[begin DATA TO USE]

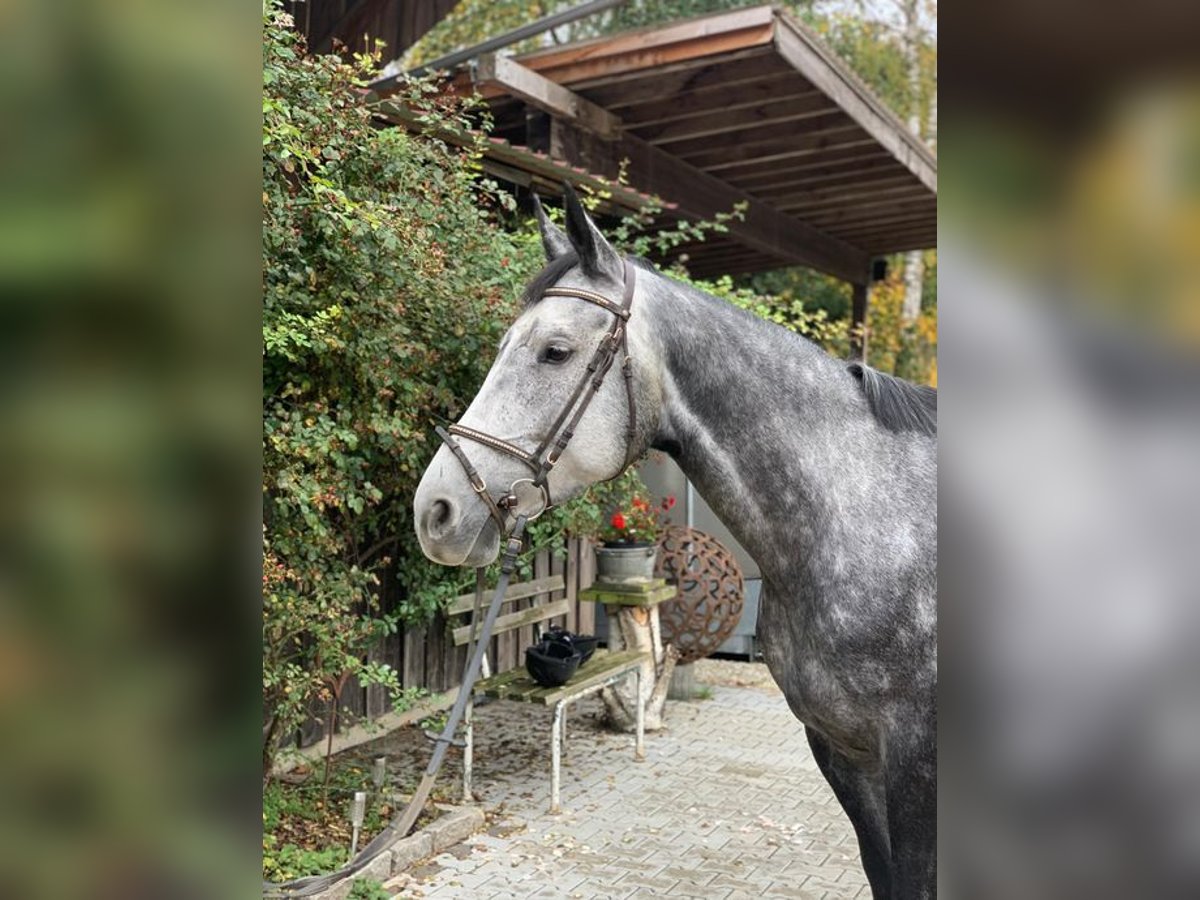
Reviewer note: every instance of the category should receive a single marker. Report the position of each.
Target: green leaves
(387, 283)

[end DATA TO USE]
[begin DATA TO USE]

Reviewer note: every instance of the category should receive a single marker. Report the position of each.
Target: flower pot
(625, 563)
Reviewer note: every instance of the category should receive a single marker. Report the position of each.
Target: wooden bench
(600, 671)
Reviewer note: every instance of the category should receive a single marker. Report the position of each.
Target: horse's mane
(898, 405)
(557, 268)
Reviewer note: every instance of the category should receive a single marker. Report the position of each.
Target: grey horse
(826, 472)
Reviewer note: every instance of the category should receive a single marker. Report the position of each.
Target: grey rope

[end DATA TO USE]

[WHAT YOU NEED TO DO]: List every line of the data above that contains the word "Target".

[ANSWER TO THIS PROBLEM]:
Target: green leaves
Target: flower pot
Target: wooden bench
Target: horse's mane
Target: grey horse
Target: grey rope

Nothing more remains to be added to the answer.